Set task: Copy every line, leaving nothing out and adding nothing.

-- Start of Data shown --

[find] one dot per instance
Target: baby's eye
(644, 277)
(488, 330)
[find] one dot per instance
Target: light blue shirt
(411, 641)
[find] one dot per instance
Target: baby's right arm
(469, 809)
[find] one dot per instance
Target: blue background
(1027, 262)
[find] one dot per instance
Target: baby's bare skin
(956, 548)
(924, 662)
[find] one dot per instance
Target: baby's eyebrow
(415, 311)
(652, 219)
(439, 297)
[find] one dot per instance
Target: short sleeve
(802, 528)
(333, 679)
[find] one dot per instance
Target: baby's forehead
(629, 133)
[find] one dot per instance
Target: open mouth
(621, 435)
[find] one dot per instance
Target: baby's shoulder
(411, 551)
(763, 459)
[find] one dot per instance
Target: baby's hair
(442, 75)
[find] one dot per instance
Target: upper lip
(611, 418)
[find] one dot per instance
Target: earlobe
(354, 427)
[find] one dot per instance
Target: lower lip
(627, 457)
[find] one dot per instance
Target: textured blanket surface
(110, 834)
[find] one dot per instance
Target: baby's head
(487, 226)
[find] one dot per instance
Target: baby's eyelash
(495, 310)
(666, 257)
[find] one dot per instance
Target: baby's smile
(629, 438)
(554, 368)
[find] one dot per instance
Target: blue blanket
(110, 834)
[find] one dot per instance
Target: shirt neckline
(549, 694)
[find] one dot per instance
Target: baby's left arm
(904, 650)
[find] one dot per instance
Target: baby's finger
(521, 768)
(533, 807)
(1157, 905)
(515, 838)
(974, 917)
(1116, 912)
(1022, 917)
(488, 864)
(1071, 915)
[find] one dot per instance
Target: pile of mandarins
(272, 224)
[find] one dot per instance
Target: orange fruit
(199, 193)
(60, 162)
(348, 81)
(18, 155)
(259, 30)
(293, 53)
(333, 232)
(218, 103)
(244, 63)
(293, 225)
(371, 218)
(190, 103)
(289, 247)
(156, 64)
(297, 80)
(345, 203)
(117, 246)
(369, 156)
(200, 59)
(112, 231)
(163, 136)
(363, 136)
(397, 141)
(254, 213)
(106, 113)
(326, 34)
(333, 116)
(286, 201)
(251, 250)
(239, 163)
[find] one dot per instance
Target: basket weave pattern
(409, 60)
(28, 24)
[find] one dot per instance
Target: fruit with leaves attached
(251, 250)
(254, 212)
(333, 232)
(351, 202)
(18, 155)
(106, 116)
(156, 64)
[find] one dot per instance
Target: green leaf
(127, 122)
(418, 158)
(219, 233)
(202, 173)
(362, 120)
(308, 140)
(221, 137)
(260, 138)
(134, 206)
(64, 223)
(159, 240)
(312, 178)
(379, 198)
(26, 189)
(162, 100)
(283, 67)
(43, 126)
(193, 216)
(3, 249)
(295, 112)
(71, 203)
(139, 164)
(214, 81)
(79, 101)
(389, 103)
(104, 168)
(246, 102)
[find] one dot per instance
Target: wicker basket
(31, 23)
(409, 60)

-- End of Data shown --

Task output:
[find] one dot per instance
Target: baby's eye
(644, 277)
(488, 330)
[find] one dot per instance
Target: light blue shirt
(411, 641)
[find] one dot per instance
Target: baby's right arm
(469, 809)
[find] one dot per instance
Target: blue background
(1027, 262)
[find] one dot per instance
Target: baby's bare skin
(956, 548)
(924, 662)
[find] one dot per instance
Target: baby's eyebrow
(415, 311)
(652, 219)
(439, 297)
[find] one dot per instance
Target: short sleeve
(802, 528)
(333, 679)
[find] one dot per instance
Target: baby's forehead
(629, 133)
[find] one dot per instance
Target: open mouth
(621, 435)
[find] one dot per instance
Target: baby's shoulder
(411, 551)
(763, 459)
[find] one dot per instance
Target: baby's hair
(442, 75)
[find] one dot per instance
Target: upper lip
(611, 418)
[find] one dot per instance
Target: earlobe
(354, 427)
[find] one dot per instance
Target: lower lip
(627, 457)
[find] one dot per instance
Target: textured blanket surface
(110, 834)
[find] one dot per instance
Target: baby's head
(487, 226)
[find] one dot per instance
Target: baby's eyelash
(495, 310)
(666, 257)
[find] one dot per instance
Target: baby's smile
(629, 438)
(554, 368)
[find] one dot per instance
Target: blue blanket
(110, 834)
[find] one dot per instance
Target: shirt neckline
(549, 694)
[find] one dot per instance
Target: baby's left arm
(904, 650)
[find] one dot per instance
Target: baby's finger
(521, 768)
(533, 807)
(1157, 905)
(515, 838)
(974, 917)
(1116, 912)
(1022, 917)
(488, 864)
(1071, 915)
[find] one dot per instance
Target: pile of mandarins
(272, 224)
[find] one dot per instance
Target: orange fruit
(199, 193)
(60, 162)
(348, 81)
(18, 155)
(259, 30)
(293, 53)
(333, 232)
(218, 103)
(244, 63)
(293, 225)
(371, 218)
(190, 103)
(289, 247)
(156, 64)
(297, 80)
(345, 203)
(117, 246)
(369, 156)
(200, 59)
(112, 231)
(163, 136)
(363, 136)
(397, 141)
(254, 213)
(106, 113)
(326, 34)
(333, 116)
(286, 201)
(251, 250)
(239, 163)
[find] one dot per instance
Target: basket weave pattern
(409, 60)
(28, 24)
[find] one dot per instance
Target: fruit with leaves attached
(251, 250)
(254, 212)
(333, 232)
(351, 202)
(18, 155)
(106, 116)
(156, 64)
[find] one dot per instance
Target: green leaf
(127, 122)
(418, 158)
(219, 233)
(202, 173)
(362, 120)
(308, 140)
(221, 137)
(260, 138)
(134, 206)
(64, 223)
(159, 240)
(312, 178)
(379, 198)
(26, 189)
(162, 100)
(283, 67)
(43, 126)
(193, 216)
(3, 249)
(295, 112)
(71, 203)
(139, 164)
(214, 81)
(79, 101)
(389, 103)
(104, 168)
(246, 102)
[find] one dot per instance
Target: wicker basket
(31, 23)
(409, 60)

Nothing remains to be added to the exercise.